▶ [Passage]:

┄┄┄┄┄┄┄┄┄┄

Grote Prijs Neerpelt

Race details
- Date: September
- Region: Neerpelt, Belgium
- English name: Grand Prix Neerpelt
- Discipline: Cyclo-cross
- Web site: www.sport.be/cyclocrossclassics/1415/neerpelt/nl/

History
- First edition: 2005
- Editions: 15 (as of 2019)
- First winner: Bart Wellens (BEL)
- Most wins: Sven Nys (BEL) (6 wins)
- Most recent: Laurens Sweeck (BEL)

= Grand Prix Neerpelt =

The Grote Prijs Neerpelt is a cyclo-cross race held in Neerpelt, Belgium. In the 2010–2011 and 2011–2012 seasons, it was part of the Fidea Cyclocross Classics, a season long competition (without points) which ceased to exist after the 2011–2012 season. The GP Neerpelt is since the 2012–2013 season part of the SOUDAL Classics.

┄┄┄┄┄┄┄┄┄┄

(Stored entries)

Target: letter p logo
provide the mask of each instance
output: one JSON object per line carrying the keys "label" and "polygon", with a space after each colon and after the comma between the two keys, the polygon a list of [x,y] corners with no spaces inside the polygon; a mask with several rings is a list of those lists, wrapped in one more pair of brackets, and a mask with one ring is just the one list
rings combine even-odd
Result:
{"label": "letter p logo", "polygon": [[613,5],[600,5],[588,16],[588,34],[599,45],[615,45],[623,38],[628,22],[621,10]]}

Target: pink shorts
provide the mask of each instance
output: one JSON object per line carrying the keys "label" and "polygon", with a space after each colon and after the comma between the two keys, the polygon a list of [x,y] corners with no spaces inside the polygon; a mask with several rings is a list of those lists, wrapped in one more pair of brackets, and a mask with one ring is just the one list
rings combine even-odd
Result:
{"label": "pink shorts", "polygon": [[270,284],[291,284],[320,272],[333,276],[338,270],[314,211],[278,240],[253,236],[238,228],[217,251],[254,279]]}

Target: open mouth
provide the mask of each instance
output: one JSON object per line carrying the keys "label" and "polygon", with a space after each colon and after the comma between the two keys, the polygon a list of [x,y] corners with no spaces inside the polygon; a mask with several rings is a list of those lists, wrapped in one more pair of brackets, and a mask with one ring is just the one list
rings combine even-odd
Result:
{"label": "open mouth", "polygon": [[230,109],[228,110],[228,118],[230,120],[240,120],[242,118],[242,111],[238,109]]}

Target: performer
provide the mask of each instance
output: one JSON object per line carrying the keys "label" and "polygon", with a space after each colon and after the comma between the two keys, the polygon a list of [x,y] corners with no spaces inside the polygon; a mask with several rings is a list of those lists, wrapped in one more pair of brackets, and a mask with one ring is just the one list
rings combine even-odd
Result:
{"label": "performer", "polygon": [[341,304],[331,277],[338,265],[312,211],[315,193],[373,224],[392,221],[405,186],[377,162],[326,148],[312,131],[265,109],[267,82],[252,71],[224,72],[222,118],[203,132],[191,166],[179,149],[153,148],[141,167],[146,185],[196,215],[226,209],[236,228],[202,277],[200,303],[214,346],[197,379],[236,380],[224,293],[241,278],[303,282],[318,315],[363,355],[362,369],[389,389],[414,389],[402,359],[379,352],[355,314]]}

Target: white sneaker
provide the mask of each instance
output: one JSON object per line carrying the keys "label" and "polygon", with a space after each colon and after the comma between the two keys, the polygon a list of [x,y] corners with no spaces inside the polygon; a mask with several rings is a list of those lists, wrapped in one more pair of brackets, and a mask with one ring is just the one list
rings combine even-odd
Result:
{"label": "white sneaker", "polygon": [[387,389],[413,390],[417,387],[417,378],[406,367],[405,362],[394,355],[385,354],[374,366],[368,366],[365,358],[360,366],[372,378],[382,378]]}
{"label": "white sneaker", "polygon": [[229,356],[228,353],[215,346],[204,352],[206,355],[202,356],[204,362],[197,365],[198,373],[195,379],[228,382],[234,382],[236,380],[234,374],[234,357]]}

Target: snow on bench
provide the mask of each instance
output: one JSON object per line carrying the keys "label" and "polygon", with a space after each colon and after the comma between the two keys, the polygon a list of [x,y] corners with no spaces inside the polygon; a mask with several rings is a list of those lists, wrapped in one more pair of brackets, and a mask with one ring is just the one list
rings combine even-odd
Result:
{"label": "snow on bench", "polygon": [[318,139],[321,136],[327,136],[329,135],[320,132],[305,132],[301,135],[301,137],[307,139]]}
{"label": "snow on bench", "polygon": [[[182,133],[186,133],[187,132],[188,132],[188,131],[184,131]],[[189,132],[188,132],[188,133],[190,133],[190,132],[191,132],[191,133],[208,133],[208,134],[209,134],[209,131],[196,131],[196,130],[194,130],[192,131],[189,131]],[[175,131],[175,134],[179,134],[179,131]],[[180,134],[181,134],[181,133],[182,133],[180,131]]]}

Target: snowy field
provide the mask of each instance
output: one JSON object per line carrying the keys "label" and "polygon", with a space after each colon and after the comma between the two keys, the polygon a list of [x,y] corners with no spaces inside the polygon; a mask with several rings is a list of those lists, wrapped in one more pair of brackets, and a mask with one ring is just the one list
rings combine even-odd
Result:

┄┄┄┄┄┄┄┄┄┄

▶ [Exercise brief]: For each statement, say yes or no according to the Grand Prix Neerpelt text, and quote the words from it that decide the answer. 1. The race was first held in 2005. 2. Sven Nys has won the race more times than any other rider. 3. The Fidea Cyclocross Classics awarded points. Rely on the Grand Prix Neerpelt text and nothing else.

▶ [Complete output]:
1. Yes: "First edition: 2005"
2. Yes: "Most wins: Sven Nys (BEL) (6 wins)"
3. No: "a season long competition (without points)"